### SOURCE
US12618714B2US 12618714 B2US12618714 B2US 12618714B2US-12618714-B2

Abstract

In one embodiment, a system includes a pump light source configured to produce a pump beam of light at a pump frequency and a Stokes light source configured to produce a Stokes beam of light at a Stokes frequency. The pump and Stokes frequencies are offset by a frequency offset Ω, and the pump and Stokes beams are directed to an object. The system further includes one or more optical elements configured to collect a Raman signal produced by coherent Raman scattering of the pump and Stokes beams of light at the object. The system also includes an optical receiver configured to detect the Raman signal. The optical receiver includes a probe light source configured to produce a probe beam of light at a probe frequency and an optical detector configured to coherently mix the Raman signal with the probe beam of light to produce a corresponding photocurrent signal.

Inventors

  • Joseph G. LaChapelle
  • Roger S. Cannon

Assignees

  • Haemanthus, Inc.

Dates

Publication Date
20260505
Application Date
20240830

Claims (20)

  1. 1 . A system comprising: a pump light source configured to produce a pump beam of light at a pump frequency; a Stokes light source configured to produce a Stokes beam of light at a Stokes frequency, wherein the pump and Stokes frequencies are offset by a frequency offset Ω, and wherein the pump and Stokes beams are directed to an object; one or more optical elements configured to collect a Raman signal produced by coherent Raman scattering of the pump and Stokes beams of light at the object; an optical receiver configured to detect the Raman signal, the optical receiver comprising: a probe light source configured to produce a probe beam of light at a probe frequency; an optical detector configured to coherently mix the Raman signal with the probe beam of light to produce a corresponding photocurrent signal; and an electronic circuit configured to produce a digital output signal corresponding to the photocurrent signal; and a processor configured to determine a characteristic of the photocurrent signal based on the digital output signal.

(Records pointing to named objects)
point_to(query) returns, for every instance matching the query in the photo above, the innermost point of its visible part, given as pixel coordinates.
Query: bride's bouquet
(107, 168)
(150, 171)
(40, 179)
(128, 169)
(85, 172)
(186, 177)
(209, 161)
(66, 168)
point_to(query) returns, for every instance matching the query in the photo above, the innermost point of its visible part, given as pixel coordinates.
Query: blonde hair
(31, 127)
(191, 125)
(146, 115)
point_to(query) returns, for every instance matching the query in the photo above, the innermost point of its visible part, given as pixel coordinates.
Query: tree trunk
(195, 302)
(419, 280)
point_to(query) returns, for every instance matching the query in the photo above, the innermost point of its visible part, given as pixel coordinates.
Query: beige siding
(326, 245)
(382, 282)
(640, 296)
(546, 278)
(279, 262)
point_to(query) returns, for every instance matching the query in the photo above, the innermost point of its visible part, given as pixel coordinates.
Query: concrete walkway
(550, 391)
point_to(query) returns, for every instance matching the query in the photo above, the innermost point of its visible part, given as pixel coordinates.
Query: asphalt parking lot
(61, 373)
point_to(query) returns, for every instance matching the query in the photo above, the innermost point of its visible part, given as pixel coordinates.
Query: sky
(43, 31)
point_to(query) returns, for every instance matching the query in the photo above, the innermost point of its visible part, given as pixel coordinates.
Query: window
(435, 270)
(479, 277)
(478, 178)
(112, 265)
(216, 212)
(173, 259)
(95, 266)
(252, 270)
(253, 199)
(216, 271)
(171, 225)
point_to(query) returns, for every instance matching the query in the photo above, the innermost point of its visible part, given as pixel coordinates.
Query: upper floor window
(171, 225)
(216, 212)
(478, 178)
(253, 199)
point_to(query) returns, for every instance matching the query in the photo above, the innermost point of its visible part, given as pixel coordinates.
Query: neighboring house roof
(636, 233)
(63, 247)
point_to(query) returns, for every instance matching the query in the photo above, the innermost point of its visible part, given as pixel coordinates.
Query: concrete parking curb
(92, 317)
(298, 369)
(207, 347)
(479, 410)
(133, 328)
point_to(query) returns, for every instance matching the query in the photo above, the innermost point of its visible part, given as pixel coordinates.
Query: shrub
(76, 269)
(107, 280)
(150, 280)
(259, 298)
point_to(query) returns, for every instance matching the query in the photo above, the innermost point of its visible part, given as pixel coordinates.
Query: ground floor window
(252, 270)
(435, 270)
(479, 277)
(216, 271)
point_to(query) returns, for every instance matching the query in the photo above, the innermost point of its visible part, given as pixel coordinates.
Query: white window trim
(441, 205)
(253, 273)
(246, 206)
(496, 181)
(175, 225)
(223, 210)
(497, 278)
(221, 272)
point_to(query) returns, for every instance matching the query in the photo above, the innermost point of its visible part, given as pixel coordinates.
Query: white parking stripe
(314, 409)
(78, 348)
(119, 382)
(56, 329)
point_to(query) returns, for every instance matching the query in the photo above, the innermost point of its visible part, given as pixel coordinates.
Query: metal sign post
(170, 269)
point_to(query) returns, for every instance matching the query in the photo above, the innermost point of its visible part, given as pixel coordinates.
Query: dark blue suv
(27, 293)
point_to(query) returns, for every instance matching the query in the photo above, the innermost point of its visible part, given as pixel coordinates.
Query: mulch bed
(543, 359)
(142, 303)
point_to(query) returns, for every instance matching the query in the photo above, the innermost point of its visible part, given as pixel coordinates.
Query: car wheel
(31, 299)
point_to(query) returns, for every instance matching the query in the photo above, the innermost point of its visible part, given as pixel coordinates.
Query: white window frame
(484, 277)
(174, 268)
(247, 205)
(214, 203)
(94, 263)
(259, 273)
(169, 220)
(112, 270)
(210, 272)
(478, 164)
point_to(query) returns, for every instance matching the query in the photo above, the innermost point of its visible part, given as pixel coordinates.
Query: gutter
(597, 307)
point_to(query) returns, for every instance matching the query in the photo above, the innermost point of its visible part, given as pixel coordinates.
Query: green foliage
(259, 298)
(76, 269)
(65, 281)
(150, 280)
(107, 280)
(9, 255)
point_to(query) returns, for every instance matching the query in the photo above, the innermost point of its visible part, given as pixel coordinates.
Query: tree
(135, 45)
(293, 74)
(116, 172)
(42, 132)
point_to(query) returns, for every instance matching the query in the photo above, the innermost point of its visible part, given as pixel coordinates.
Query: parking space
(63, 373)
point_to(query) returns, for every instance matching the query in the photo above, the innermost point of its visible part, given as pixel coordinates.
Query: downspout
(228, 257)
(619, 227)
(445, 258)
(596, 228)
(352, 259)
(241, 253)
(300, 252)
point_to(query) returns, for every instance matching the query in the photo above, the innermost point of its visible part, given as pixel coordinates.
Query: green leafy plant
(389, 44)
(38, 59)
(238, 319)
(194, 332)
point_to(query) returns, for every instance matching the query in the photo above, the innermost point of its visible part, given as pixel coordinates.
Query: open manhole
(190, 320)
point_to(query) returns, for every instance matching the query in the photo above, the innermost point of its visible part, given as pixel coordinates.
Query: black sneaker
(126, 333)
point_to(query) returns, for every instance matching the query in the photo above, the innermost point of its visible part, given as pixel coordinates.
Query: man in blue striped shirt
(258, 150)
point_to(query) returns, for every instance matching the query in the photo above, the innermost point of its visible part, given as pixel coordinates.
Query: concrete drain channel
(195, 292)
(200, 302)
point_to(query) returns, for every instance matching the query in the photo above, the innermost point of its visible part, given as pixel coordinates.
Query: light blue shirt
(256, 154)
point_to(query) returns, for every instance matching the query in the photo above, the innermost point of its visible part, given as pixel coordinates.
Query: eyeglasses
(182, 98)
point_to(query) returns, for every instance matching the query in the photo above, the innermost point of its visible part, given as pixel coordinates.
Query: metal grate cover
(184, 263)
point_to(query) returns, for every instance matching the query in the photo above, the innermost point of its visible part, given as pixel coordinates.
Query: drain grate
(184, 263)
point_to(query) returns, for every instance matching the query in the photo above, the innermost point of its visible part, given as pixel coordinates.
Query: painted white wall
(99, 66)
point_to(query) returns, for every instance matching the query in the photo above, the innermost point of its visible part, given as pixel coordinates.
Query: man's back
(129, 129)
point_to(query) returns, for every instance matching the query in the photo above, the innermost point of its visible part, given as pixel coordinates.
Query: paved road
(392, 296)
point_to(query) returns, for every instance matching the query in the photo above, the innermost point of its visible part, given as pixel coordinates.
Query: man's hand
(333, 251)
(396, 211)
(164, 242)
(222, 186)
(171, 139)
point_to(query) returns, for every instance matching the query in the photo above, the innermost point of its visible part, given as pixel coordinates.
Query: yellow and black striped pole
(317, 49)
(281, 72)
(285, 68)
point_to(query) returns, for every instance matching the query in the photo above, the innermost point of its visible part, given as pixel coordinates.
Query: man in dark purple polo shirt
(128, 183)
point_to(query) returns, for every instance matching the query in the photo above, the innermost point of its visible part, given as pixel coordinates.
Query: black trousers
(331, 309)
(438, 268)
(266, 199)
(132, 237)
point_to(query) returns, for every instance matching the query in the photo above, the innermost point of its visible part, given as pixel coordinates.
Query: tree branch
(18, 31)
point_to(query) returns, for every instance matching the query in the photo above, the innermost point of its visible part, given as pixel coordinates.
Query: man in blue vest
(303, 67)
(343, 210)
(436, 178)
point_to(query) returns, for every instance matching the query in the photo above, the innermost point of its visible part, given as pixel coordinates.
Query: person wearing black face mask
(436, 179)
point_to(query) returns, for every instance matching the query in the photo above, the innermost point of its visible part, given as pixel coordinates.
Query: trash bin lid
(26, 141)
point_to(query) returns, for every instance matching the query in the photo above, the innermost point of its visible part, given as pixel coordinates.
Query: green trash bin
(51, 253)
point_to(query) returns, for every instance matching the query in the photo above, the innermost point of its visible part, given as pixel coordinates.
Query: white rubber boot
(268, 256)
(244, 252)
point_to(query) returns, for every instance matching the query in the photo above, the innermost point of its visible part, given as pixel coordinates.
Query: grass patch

### TASKS TO CARRY OUT
1. In the patent text on coherent Raman detection, which company is listed as the assignee?
2. Pick up the patent text on coherent Raman detection right after the end of claim 1.
The material is separate from the patent text on coherent Raman detection.

### RESPONSES FOR EACH TASK
1. Haemanthus, Inc.

2.
  2. 2 . The system of claim 1 , wherein the object is located external to the system.
  3. 3 . The system of claim 2 , wherein the object is located between 1 meter and 10 kilometers from the system.
  4. 4 . The system of claim 2 , wherein the optical elements comprise an optical scanner configured to direct the pump and Stokes beams of light to the object.
  5. 5 . The system of claim 2 , wherein the pump and Stokes beams of light are directed to the object by an operator of the system.
  6. 6 . The system of claim 2 , wherein the processor is further configured to select a pulse energy or an optical power of the pump beam of light or the Stokes beam of light based on a distance from the system to the object, wherein the selected pulse energy or optical power is higher for larger values of distance.
  7. 7 . The system of claim 1 , further comprising a lidar system, wherein: the object is located external to the system; the lidar system is configured to scan a region around the system and determine a location of the object.
  8. 8 . The system of claim 7 , wherein: prior to the system producing the pump and Stokes beam of light, the lidar system is configured to scan the region around the system and determine the location of the object; and after the location of the object has been determined, the optical elements are further configured to direct the pump and Stokes beams of light to the object based on the determined location of the object.
  9. 9 . The system of claim 7 , wherein: the lidar system is further configured to classify one or more objects in the region around the system, the one or more objects comprising the object, wherein the object is classified as an object of interest; and the optical elements are further configured to direct the pump and Stokes beams of light to the object in response to the object being classified as an object of interest.
  10. 10 . The system of claim 1 , wherein: the object is located external to the system; prior to producing the pump and Stokes beams of light, the pump light source or the Stokes light source is configured to produce a lidar output beam comprising a plurality of output pulses of light; the optical elements comprise an optical scanner configured to scan the lidar output beam across a region around the system; the optical receiver is further configured to detect a lidar input beam comprising input pulses of light, each input pulse of light including scattered light from one of the output pulses of light, wherein: the optical detector is further configured to produce a pulse of photocurrent corresponding to an input pulse of light, the input pulse of light including light from a corresponding output pulse of light scattered from the object; and the electronic circuit is further configured to produce a digital output signal that corresponds to the pulse of photocurrent; and the processor is further configured to determine a location of the object based on the digital output signal that corresponds to the pulse of photocurrent, wherein determining the location of the object comprises determining a distance to the object based on a time of arrival of the input pulse of light.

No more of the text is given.